Nothing but the lines from the one containing "query: navy blue jacket" to the end of the data should be returned, exactly as written; pictures are omitted.

Excerpts of bounding box data =

* BEGIN *

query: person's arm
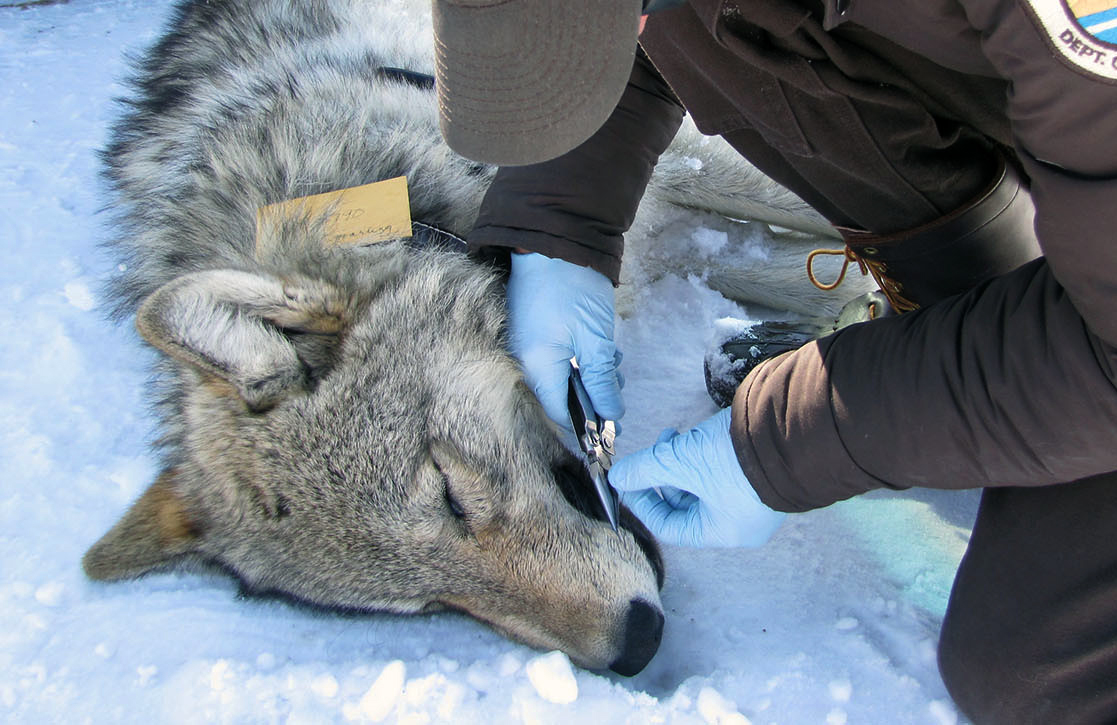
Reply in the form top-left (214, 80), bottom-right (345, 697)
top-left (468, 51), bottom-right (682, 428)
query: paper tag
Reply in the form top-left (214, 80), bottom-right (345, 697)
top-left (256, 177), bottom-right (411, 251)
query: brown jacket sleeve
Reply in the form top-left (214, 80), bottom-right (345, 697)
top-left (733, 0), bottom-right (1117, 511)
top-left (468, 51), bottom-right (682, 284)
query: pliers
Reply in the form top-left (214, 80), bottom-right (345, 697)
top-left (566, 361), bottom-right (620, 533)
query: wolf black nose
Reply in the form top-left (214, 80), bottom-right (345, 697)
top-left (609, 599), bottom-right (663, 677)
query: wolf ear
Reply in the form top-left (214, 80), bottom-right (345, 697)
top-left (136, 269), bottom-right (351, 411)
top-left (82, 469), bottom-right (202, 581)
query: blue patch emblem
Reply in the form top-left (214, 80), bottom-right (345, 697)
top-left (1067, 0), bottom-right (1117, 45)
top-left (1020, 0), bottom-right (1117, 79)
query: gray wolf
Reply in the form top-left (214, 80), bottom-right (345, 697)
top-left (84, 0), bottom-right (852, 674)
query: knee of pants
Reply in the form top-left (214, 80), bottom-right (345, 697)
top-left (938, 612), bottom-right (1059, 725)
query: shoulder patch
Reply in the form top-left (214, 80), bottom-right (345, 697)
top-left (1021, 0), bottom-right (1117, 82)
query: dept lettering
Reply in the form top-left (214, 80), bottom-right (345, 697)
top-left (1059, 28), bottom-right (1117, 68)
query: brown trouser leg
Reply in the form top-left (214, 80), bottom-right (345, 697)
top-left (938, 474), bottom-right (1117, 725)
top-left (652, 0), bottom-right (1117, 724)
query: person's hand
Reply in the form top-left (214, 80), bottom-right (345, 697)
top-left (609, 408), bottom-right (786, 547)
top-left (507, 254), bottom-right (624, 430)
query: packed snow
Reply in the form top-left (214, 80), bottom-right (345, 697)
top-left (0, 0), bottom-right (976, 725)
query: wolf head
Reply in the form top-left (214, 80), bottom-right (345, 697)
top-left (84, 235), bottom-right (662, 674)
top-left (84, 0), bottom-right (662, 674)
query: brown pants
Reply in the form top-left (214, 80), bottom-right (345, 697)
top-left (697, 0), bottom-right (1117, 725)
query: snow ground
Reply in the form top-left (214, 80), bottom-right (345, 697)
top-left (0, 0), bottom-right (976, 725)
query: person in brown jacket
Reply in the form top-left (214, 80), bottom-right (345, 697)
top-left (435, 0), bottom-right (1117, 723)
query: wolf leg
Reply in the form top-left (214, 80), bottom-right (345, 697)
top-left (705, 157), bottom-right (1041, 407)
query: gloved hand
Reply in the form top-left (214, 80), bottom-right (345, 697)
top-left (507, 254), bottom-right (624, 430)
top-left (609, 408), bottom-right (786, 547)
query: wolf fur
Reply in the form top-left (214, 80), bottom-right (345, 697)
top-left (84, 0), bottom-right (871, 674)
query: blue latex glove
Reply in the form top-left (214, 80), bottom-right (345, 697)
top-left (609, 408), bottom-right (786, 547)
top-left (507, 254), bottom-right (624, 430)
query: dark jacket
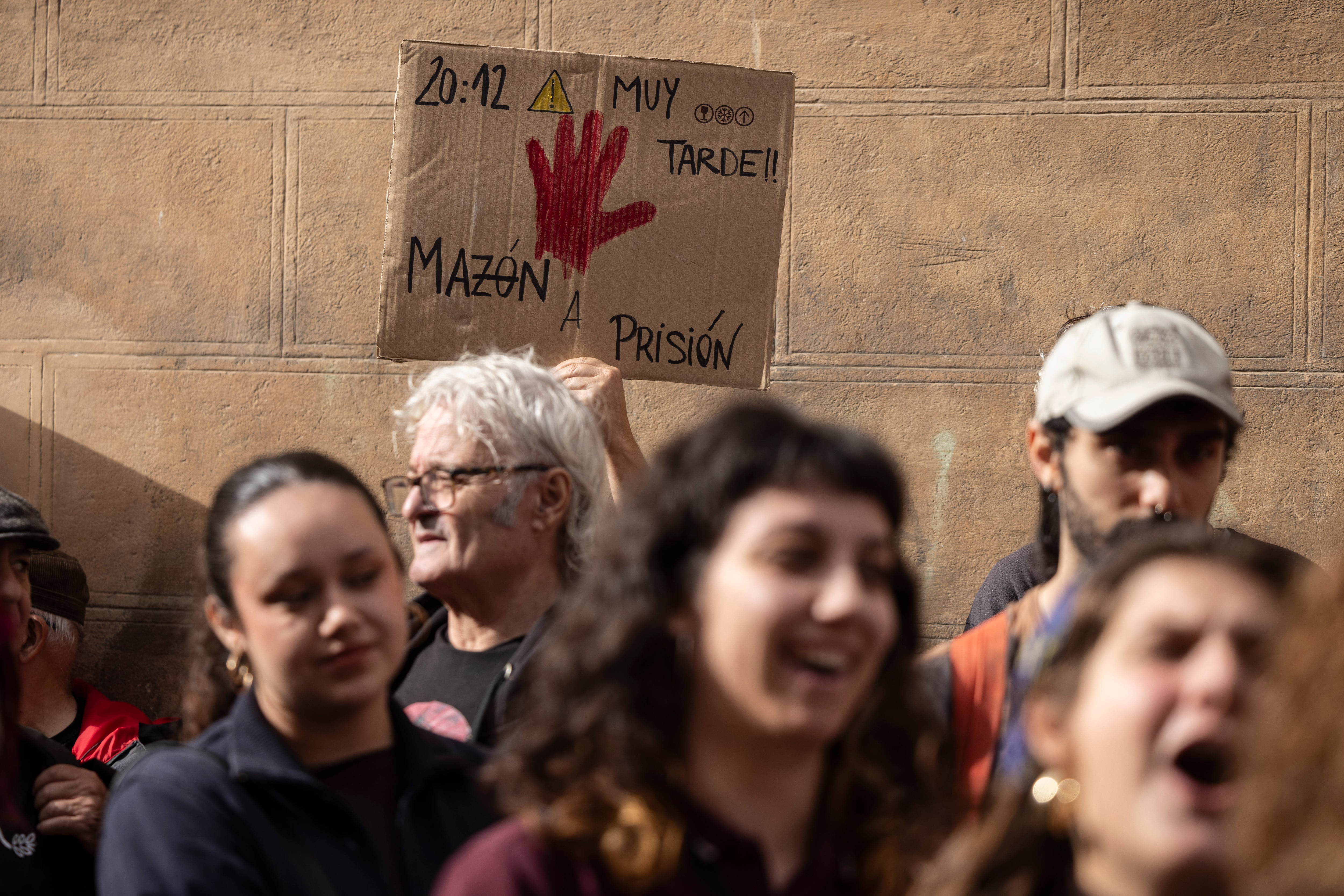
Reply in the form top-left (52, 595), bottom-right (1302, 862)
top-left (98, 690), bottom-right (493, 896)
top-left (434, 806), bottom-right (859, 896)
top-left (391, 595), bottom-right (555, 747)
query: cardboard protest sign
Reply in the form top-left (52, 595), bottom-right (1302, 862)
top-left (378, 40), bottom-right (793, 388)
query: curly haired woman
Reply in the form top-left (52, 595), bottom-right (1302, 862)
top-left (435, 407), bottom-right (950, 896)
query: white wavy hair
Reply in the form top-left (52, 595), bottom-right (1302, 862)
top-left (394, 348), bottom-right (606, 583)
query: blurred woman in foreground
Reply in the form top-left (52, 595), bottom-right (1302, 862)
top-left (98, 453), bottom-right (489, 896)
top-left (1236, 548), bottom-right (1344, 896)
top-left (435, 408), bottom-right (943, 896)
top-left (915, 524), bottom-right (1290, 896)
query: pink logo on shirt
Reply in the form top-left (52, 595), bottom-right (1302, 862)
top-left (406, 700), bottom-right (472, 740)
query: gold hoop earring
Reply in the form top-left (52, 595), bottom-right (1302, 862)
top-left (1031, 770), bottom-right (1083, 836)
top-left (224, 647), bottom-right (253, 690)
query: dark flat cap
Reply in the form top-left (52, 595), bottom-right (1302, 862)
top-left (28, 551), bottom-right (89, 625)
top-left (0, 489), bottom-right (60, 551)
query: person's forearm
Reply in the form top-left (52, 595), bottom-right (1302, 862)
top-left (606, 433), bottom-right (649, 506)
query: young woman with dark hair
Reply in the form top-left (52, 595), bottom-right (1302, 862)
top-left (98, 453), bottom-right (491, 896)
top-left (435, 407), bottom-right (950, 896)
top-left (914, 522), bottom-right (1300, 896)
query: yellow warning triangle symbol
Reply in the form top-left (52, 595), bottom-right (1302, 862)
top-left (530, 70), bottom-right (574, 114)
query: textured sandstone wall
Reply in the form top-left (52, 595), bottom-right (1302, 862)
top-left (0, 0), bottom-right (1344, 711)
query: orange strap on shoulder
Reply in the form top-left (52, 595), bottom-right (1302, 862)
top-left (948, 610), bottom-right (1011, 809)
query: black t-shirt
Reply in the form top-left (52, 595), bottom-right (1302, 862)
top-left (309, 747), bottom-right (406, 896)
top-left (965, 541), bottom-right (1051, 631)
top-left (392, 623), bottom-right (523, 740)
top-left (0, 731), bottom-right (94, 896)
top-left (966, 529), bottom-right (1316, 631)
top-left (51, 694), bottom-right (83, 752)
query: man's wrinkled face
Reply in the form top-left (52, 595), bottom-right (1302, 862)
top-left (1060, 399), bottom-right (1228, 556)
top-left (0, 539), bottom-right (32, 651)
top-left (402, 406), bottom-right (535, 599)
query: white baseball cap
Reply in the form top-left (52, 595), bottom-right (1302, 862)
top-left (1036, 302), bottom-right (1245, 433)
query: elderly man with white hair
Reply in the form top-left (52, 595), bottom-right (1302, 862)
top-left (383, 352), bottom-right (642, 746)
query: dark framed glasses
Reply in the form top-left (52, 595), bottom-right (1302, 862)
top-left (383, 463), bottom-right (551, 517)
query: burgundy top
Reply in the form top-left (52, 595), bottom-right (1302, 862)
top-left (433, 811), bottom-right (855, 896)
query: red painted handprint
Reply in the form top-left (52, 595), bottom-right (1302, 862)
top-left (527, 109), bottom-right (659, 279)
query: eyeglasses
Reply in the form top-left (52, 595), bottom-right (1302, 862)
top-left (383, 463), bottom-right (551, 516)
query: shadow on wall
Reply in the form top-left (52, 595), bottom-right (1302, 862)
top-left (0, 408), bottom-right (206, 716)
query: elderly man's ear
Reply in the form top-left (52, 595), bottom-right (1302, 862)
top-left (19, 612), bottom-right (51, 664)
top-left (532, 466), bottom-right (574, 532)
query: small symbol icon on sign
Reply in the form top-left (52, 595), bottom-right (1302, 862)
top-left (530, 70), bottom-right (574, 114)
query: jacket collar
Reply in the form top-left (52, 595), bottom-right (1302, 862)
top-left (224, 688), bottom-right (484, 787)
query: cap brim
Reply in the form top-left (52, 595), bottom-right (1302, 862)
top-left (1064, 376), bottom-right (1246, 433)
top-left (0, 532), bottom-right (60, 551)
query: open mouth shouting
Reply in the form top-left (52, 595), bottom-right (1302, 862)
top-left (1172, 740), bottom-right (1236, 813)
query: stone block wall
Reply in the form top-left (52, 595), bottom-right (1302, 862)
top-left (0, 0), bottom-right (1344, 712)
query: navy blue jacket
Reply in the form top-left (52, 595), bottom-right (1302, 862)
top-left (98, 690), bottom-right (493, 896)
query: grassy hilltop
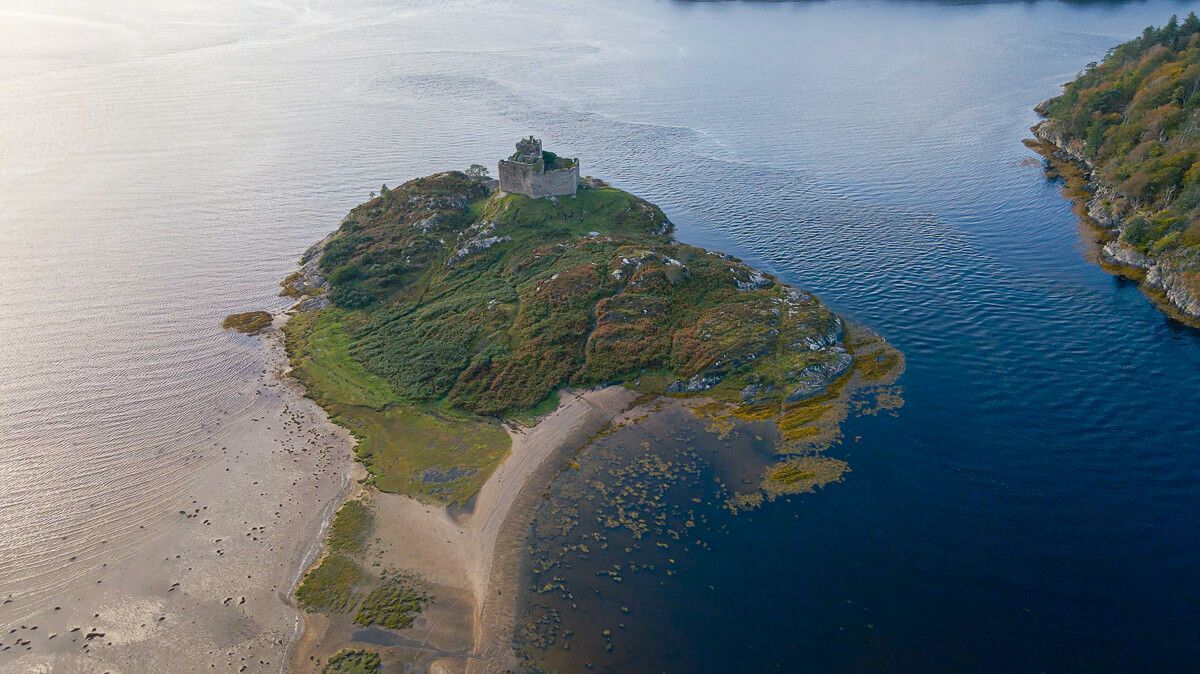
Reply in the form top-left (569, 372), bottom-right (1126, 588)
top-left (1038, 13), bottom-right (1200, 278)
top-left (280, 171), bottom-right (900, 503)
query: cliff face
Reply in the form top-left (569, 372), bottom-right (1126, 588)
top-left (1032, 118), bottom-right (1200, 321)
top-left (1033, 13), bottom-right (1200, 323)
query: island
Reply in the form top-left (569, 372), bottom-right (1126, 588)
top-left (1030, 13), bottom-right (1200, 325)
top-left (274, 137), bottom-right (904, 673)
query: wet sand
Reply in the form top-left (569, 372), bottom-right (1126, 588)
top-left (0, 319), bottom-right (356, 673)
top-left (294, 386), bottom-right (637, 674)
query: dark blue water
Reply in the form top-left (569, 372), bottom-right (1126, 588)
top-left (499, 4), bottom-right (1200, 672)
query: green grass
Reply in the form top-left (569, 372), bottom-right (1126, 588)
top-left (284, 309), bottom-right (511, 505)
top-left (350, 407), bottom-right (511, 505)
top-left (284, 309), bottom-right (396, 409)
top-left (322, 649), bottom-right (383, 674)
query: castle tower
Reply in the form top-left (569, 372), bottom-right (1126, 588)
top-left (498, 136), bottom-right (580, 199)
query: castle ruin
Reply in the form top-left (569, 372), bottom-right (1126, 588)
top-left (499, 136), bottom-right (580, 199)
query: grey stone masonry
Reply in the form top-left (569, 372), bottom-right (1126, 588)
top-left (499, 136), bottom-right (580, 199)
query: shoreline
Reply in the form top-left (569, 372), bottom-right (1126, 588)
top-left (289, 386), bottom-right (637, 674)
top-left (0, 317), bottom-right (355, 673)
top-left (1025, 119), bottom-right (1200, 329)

* END *

The response =
query: navy blue jacket
Reply in the form top-left (52, 595), bottom-right (1302, 862)
top-left (98, 690), bottom-right (493, 896)
query: grassy hilltop
Reply in the form top-left (569, 372), bottom-right (1126, 588)
top-left (1038, 13), bottom-right (1200, 278)
top-left (280, 171), bottom-right (900, 503)
query: cliff face
Reply in the form top-left (569, 372), bottom-right (1126, 588)
top-left (1032, 118), bottom-right (1200, 321)
top-left (1033, 13), bottom-right (1200, 323)
query: island
Reply in the form top-left (569, 372), bottom-right (1126, 588)
top-left (1030, 13), bottom-right (1200, 325)
top-left (274, 137), bottom-right (904, 673)
query: wet sand
Reply in the form top-left (569, 372), bottom-right (1126, 588)
top-left (0, 319), bottom-right (356, 673)
top-left (294, 386), bottom-right (637, 674)
query: dark blue water
Reply in the form top-left (569, 372), bottom-right (1126, 588)
top-left (499, 4), bottom-right (1200, 672)
query: green grass
Reply in the form top-left (569, 372), bottom-right (1126, 588)
top-left (284, 309), bottom-right (511, 505)
top-left (350, 407), bottom-right (511, 505)
top-left (284, 309), bottom-right (396, 409)
top-left (322, 649), bottom-right (383, 674)
query: castle tower
Reply in the form top-left (569, 372), bottom-right (1126, 588)
top-left (498, 136), bottom-right (580, 199)
query: castle ruin
Reply in the form top-left (569, 372), bottom-right (1126, 588)
top-left (499, 136), bottom-right (580, 199)
query: grey stone masonry
Reply in the form top-left (569, 372), bottom-right (1126, 588)
top-left (499, 136), bottom-right (580, 199)
query: shoreline
Reply in the form top-left (569, 372), bottom-right (1126, 588)
top-left (289, 386), bottom-right (637, 674)
top-left (0, 317), bottom-right (355, 673)
top-left (1025, 119), bottom-right (1200, 329)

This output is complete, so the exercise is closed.